▶ THE TASK: Update the stretch from the start of the lines through the line containing "385 175 421 198" by replacing "white sock" with "striped sock" and leaving everything else unchanged. Give back only that stretch.

Stored records:

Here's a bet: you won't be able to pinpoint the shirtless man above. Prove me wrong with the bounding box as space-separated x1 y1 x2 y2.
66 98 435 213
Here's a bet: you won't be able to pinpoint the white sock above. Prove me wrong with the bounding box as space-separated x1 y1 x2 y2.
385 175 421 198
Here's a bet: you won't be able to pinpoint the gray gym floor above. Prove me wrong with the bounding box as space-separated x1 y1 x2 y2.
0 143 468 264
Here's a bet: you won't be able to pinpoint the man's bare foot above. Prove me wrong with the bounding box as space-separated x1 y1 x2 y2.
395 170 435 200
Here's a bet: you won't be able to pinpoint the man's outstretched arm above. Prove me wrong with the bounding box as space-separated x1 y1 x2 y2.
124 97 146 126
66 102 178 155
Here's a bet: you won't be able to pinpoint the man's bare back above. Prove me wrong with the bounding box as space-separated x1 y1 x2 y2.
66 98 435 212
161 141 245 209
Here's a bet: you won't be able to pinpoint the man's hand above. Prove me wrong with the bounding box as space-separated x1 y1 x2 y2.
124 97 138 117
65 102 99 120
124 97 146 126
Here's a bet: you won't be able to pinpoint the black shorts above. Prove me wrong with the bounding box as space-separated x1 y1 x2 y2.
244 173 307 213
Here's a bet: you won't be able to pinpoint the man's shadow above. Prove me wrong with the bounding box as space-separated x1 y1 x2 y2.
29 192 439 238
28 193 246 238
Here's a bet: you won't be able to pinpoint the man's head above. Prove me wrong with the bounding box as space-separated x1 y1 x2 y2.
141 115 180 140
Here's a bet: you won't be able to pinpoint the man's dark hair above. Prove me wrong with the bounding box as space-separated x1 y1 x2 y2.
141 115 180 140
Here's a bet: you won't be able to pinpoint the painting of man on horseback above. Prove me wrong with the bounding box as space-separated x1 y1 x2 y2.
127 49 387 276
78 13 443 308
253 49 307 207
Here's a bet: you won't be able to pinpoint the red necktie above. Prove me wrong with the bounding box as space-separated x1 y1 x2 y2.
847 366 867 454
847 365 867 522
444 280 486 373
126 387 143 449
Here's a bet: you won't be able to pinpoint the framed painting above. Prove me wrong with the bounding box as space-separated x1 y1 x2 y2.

▶ RESULT FOR THIS EXERCISE:
Here's a bet: you won't be able to pinpoint the shirtless man above. Prove me wrong with the bounding box as space-separated x1 y1 x2 y2.
66 98 435 213
Here's a bet: you won't be able to pinpoint the striped sock above. Prove me wrong with the bounding box as space-separated x1 y1 x2 y2.
385 175 421 198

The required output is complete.